** Task description **
Rewrite the rows from the line with "Look at the photo above. For each instance of the spice" through the end of the rows, putting "black peppercorn" in place of "white peppercorn" and leaving everything else unchanged.

*****

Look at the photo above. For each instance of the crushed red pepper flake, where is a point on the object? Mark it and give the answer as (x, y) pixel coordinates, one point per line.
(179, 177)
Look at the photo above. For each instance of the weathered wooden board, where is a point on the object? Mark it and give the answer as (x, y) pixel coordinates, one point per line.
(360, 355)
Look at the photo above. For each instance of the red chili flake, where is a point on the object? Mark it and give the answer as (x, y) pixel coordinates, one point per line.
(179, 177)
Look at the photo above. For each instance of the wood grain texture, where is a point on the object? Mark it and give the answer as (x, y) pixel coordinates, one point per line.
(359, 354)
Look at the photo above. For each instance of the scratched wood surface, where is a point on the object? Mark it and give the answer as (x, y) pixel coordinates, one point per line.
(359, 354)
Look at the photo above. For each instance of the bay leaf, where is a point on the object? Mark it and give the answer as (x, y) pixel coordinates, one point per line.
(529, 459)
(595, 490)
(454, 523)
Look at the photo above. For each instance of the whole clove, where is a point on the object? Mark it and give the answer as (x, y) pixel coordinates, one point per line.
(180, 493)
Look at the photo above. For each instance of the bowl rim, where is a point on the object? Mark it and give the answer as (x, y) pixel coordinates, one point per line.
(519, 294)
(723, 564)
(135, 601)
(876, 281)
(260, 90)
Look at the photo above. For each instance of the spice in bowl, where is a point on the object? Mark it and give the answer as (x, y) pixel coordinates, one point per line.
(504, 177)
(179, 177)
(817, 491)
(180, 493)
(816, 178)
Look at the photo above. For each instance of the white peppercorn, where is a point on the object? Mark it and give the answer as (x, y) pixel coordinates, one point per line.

*****

** Task result **
Look at the photo above. For each instance of the spice in bowl, where is a point on the object? Mark it and give the answer as (x, y) pixel coordinates, one point per line.
(504, 177)
(179, 177)
(817, 491)
(180, 493)
(816, 178)
Look at the photo above. For each instance of the black peppercorn, where is a point on the object? Mark it and give the answer as (x, y) pixel coordinates, one point per line.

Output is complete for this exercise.